--- Отрывок ---

Но и феноменология, и постмодернистская "философия поверхностей" в современной культуре напоминают английских королей - они царствуют, но не правят. Если говорить о российской культуре, то на доминирование принципа дешифровки в ней влияет хотя бы такое чисто социальное обстоятельство, что в силу повального незнания иностранных языков переводчики становятся людьми избранными, они первыми читают иностранные источники и первыми доносят до местного интеллектуального сообщества вести о самых модных иностранных философах и писателях.

Процедуры дешифровки, при всем их разнообразии, обладают одним общим свойством - они механически увеличивают количество данном человеку информации. За всем этим проглядывает своеобразная жадность человеческого разума - все, что ему дано, оказывается недостаточным ко всякому данному необходимо дополнение, и дешифровка есть имеющийся у разума способ дополнить данное, опираясь исключительно на собственные силы. Порою создается впечатление, что в окружающей нас культуре все, что непосредственно находится перед нашими глазами, интересным быть не может, истинная ценность невидима либо, в крайнем случае, находится на периферии нашего кругозора. Можно говорить о действующем в мировой культуре принципе примата невидимого. Он формулируется очень просто: тайное важнее явного. Более того - тайное, как правило, управляет явным. Примат невидимого обеспечивает социально и политически выгодные позиции для специалистов-дешифровщиков, которые могут на основании явного судить о тайном. Учения о Ценном Невидимом имеют солидную историю в мировой философии - от Идей Платона, которые может видеть лишь Бог, до вещей-в-себе Канта, которых не может видеть никто, но которые являются трансцендентным источником вещей-для-нас. Весьма откровенной формулировкой принципа Примата невидимого как гносеологической нормы стало истолкование понятие истины Хайдеггером, который, как известно, утверждал, что истина - по-гречески "а-летейа" - это нечто не-скрытое, и задача философа заключается в том, чтобы разоблачить, вывести ее на свет из сокрытия. Но, наверное, наиболее эксплицитная и наиболее сочувственная формулировка данного принципа в новейшей философии принадлежит Фридеману Шварцкопфу, который писал, что задача человеческого понимания заключается в том, чтобы действительность предстала "проникнутой чем-то, что и есть не-данное", причем это не-данное есть не что иное, как Логос, формирующий принцип действительности. Человеческое же "логосоподобие" проявляется, по Шварцкопфу, именно "в способности придавать значение, прибавлять нечто к сказанному" 170).

--- Фрагменты листинга ---

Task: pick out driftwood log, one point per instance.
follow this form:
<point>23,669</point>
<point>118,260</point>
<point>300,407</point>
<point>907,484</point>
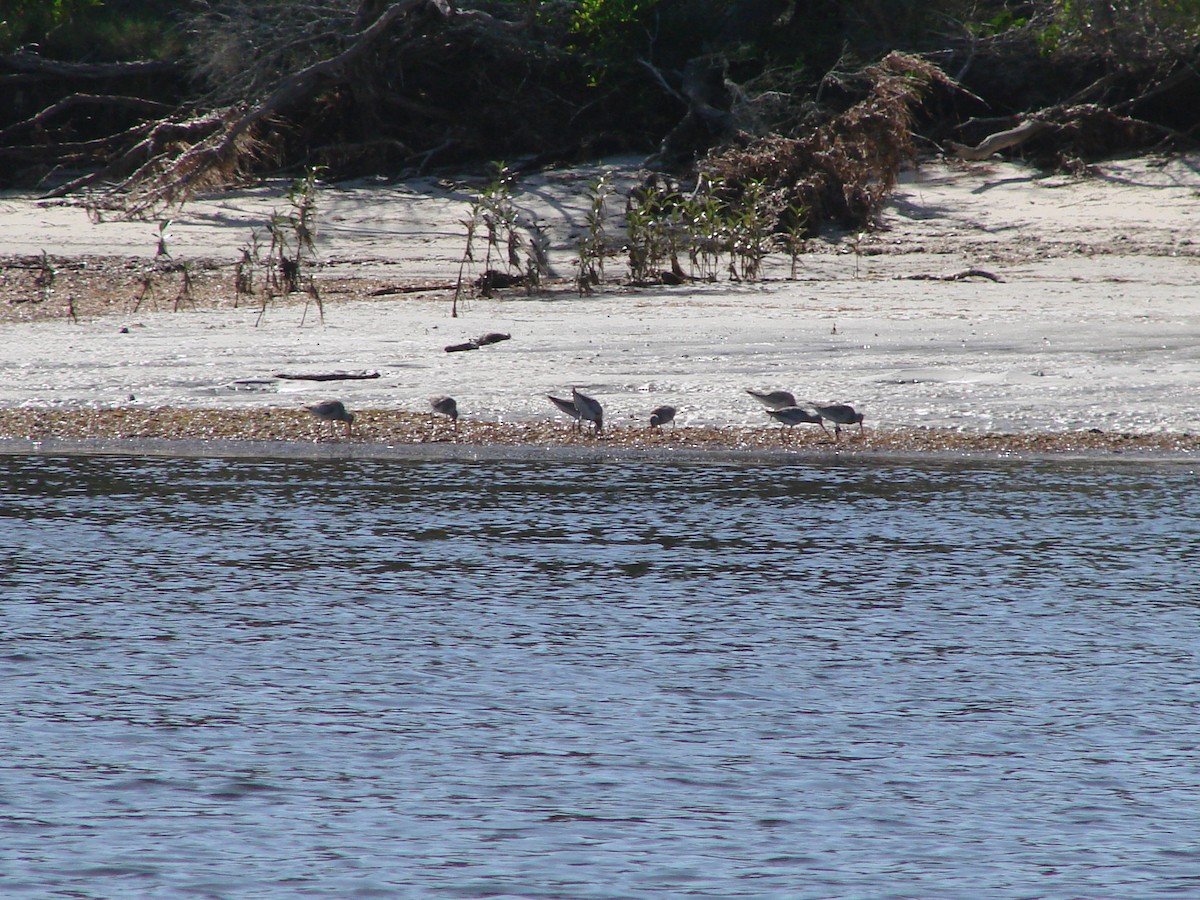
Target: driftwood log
<point>1000,141</point>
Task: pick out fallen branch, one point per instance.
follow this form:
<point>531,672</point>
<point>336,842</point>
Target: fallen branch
<point>329,376</point>
<point>173,180</point>
<point>954,276</point>
<point>1000,141</point>
<point>409,289</point>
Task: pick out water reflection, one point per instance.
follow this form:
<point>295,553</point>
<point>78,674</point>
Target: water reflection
<point>265,678</point>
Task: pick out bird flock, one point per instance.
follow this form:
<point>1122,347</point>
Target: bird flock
<point>585,409</point>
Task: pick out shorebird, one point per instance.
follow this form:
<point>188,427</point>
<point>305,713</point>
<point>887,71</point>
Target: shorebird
<point>567,406</point>
<point>333,411</point>
<point>773,400</point>
<point>791,417</point>
<point>445,406</point>
<point>589,409</point>
<point>661,415</point>
<point>840,414</point>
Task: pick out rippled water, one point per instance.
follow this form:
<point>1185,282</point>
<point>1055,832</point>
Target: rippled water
<point>625,679</point>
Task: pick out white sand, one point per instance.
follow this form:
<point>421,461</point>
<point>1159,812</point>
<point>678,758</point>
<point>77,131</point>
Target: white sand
<point>1097,323</point>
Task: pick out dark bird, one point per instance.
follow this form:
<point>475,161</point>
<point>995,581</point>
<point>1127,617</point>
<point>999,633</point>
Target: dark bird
<point>773,400</point>
<point>492,337</point>
<point>333,411</point>
<point>589,409</point>
<point>793,415</point>
<point>567,406</point>
<point>840,414</point>
<point>661,415</point>
<point>448,407</point>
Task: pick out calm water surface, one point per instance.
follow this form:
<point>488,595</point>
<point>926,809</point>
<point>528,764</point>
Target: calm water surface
<point>286,679</point>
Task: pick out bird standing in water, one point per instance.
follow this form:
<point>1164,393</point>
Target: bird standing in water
<point>773,400</point>
<point>589,409</point>
<point>840,414</point>
<point>567,406</point>
<point>448,407</point>
<point>791,417</point>
<point>661,415</point>
<point>333,411</point>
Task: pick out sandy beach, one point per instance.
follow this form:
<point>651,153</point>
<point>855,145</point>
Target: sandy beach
<point>1081,333</point>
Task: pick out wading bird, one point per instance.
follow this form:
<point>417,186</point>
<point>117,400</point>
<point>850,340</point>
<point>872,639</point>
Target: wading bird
<point>773,400</point>
<point>589,409</point>
<point>791,417</point>
<point>333,411</point>
<point>840,414</point>
<point>448,407</point>
<point>565,406</point>
<point>661,415</point>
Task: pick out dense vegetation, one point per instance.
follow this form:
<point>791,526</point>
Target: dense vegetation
<point>815,102</point>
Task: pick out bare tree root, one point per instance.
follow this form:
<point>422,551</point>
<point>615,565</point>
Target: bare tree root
<point>180,159</point>
<point>846,168</point>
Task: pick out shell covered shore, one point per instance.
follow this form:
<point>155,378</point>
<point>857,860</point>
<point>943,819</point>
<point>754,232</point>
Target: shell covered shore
<point>391,427</point>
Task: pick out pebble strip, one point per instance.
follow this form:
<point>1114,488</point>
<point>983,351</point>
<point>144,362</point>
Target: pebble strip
<point>384,426</point>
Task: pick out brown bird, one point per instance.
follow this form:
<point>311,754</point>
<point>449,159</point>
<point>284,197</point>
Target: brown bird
<point>840,414</point>
<point>448,407</point>
<point>661,415</point>
<point>333,411</point>
<point>773,400</point>
<point>567,406</point>
<point>791,417</point>
<point>589,409</point>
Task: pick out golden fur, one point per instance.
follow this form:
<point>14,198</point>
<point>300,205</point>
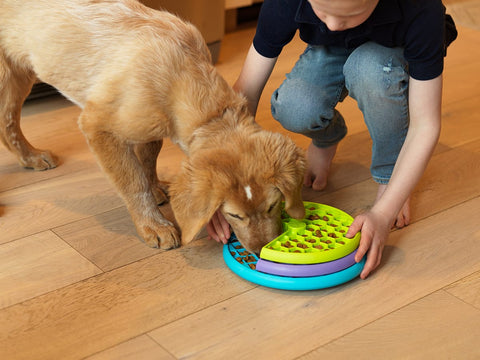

---

◆ Задание 1
Каких философов по имени упоминает отрывок о принципе дешифровки?
◆ Задание 2
Замените «golden fur» на «white fur» в участке листинга от строки с «Task: pick out golden» до конца листинга, обе границы включительно. Всё остальное оставьте без изменений, изображения в ответ не включайте.

◆ Верный ответ 1
Платон, Кант, Хайдеггер, Фридеман Шварцкопф.

◆ Верный ответ 2
Task: pick out white fur, one point per instance.
follow this form:
<point>14,198</point>
<point>300,205</point>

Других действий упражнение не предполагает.